Region pointing data:
- - -
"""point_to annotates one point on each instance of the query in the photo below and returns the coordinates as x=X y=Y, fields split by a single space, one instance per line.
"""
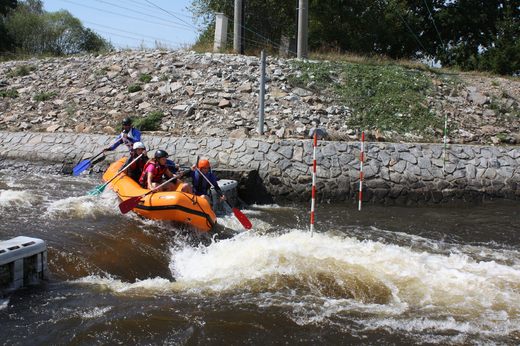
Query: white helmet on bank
x=139 y=145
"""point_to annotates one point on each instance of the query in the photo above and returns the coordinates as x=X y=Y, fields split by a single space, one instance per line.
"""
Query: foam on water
x=139 y=288
x=17 y=198
x=4 y=303
x=331 y=278
x=83 y=206
x=349 y=273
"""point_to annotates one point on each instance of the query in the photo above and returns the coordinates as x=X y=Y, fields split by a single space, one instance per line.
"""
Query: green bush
x=145 y=78
x=44 y=96
x=12 y=93
x=134 y=88
x=385 y=97
x=151 y=122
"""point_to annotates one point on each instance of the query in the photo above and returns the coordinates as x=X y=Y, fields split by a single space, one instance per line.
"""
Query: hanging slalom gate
x=23 y=262
x=313 y=194
x=361 y=160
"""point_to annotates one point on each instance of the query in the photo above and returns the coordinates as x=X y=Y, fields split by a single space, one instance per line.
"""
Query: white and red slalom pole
x=361 y=160
x=313 y=197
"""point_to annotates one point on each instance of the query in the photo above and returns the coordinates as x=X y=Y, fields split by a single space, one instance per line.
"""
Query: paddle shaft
x=122 y=170
x=238 y=214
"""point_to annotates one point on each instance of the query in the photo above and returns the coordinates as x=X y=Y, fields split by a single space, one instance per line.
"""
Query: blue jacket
x=200 y=185
x=131 y=137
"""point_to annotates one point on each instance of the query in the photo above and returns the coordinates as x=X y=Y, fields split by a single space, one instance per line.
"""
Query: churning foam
x=16 y=198
x=328 y=277
x=368 y=272
x=4 y=303
x=82 y=206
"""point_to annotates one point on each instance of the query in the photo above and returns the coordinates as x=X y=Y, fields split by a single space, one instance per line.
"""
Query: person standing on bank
x=154 y=171
x=128 y=136
x=135 y=170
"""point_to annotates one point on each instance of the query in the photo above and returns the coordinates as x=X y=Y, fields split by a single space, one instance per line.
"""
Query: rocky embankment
x=216 y=95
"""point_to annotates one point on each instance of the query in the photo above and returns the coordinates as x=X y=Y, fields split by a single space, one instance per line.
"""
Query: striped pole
x=361 y=159
x=313 y=197
x=445 y=142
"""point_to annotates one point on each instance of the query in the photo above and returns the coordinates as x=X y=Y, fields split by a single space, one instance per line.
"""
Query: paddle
x=238 y=214
x=100 y=188
x=83 y=165
x=132 y=202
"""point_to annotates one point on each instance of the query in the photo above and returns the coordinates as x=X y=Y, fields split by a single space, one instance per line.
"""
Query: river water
x=385 y=275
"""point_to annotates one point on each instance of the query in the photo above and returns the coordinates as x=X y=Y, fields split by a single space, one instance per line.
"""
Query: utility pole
x=237 y=28
x=303 y=28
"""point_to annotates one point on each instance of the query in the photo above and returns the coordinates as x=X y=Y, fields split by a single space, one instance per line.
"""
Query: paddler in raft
x=154 y=172
x=135 y=170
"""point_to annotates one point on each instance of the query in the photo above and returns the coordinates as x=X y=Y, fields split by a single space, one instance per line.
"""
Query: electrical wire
x=434 y=25
x=144 y=14
x=136 y=35
x=122 y=15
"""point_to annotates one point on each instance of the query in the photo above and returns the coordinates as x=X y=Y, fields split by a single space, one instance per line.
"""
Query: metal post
x=303 y=23
x=237 y=29
x=261 y=94
x=220 y=32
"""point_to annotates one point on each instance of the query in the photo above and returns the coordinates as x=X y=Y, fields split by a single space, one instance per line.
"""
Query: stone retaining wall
x=394 y=173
- - -
About this exercise:
Your answer should be every line above, written out exactly, with no pictures.

Task response:
"""point_to annotates one point on each instance of the query in the photo below and returns the coordinates as x=X y=Y, fields split by a single space, one instance per line.
"""
Query: white helmet on bank
x=139 y=145
"""point_to annotates one point on each instance of the query in the photo above and returns the coordinates as x=X y=Y, fields split by a single space, one instance per line.
"""
Query: foam on water
x=139 y=288
x=17 y=198
x=4 y=303
x=331 y=278
x=83 y=206
x=349 y=273
"""point_to annotates one point on each instance of the query in the photo above and returns the coordinates as x=X y=Y, fields split by a single space, one instance per line.
"""
Query: green bush
x=145 y=78
x=44 y=96
x=12 y=93
x=134 y=88
x=385 y=97
x=151 y=122
"""point_to annotates one point on each instance of the query in the photo above and returns the coordinates as x=X y=Y, fields split by a single space, one instance per line.
"""
Query: hanging slalom gate
x=23 y=262
x=313 y=194
x=361 y=160
"""point_to annotates one point on each instance of the query in the photo above and returns the coordinates as x=X y=Y, fields split by a single space, one instance per line.
"""
Query: white and red slalom pole
x=361 y=160
x=313 y=197
"""point_to annotates one point on each instance of the query in the photo above and returns the coordinates as x=X y=Y, fields split by a single space, one instance per line.
"""
Query: paddle shaft
x=122 y=170
x=238 y=214
"""point_to annotates one point on each instance of the query in the photo above and returns the coordinates as x=X y=Y, fields split by a single space, one instance per line.
"""
Query: blue jacket
x=200 y=185
x=131 y=137
"""point_to annotates one point on each instance of the query in the photo above and returns the coordinates as x=X y=Y, fields split by a single space, one instance per line.
"""
Query: churning foam
x=16 y=198
x=328 y=277
x=368 y=272
x=4 y=303
x=82 y=206
"""point_to annotates one point on each instance of the query in the photo above and returns the coordinates as x=X y=Y, fields split by a single space, one instance per line.
"""
Query: person standing on bank
x=154 y=171
x=128 y=136
x=135 y=170
"""point_to annotates one point on each instance of the query in the photo above and returns the coordinates as x=X y=Y, fields split by a single space, one instance per line.
"""
Query: rocky embankment
x=216 y=95
"""point_to annotates one point on each instance of the query in the photo above and returns the coordinates as x=X y=Y, fields split by a single space, one instance per line.
"""
Query: striped pole
x=361 y=159
x=313 y=197
x=445 y=142
"""point_to annotates one point on each instance of the query in the photo above and returns the coordinates as x=X y=Y, fields split by a single space, one instance per line.
"""
Query: paddle
x=238 y=214
x=100 y=188
x=83 y=165
x=132 y=202
"""point_to annotates one point on each instance of the query in the photo above and returns the coordinates as x=X y=Y, fields split by a single space, one instance per line.
"""
Query: river water
x=385 y=275
"""point_to annotates one point on each instance of the query in the photo above and returns the coordinates as x=X y=Y, fields split by a single space, one instance per line.
"""
Query: utility pole
x=237 y=28
x=303 y=28
"""point_to annotates one point on each instance of the query in the photo above and returns the coordinates as x=X y=Y, fields split by a single space, one instance per line.
"""
Query: paddler in raft
x=154 y=172
x=135 y=170
"""point_to annotates one point on each instance of the query in the photo above and returns the coordinates as x=X y=Y, fields split by a single space, one instance per line.
"""
Query: electrical wire
x=434 y=25
x=144 y=14
x=136 y=35
x=122 y=15
"""point_to annotates one point on each instance of the query in the photo above and returns the coordinates as x=X y=Y, fields split by a single space, one instance per line.
"""
Query: metal post
x=303 y=23
x=237 y=29
x=261 y=94
x=220 y=32
"""point_to annotates one point on each instance of the query in the photo above and returns the coordinates as x=X y=Y, fields split by a single space, one instance per line.
"""
Query: stone retaining wall
x=394 y=173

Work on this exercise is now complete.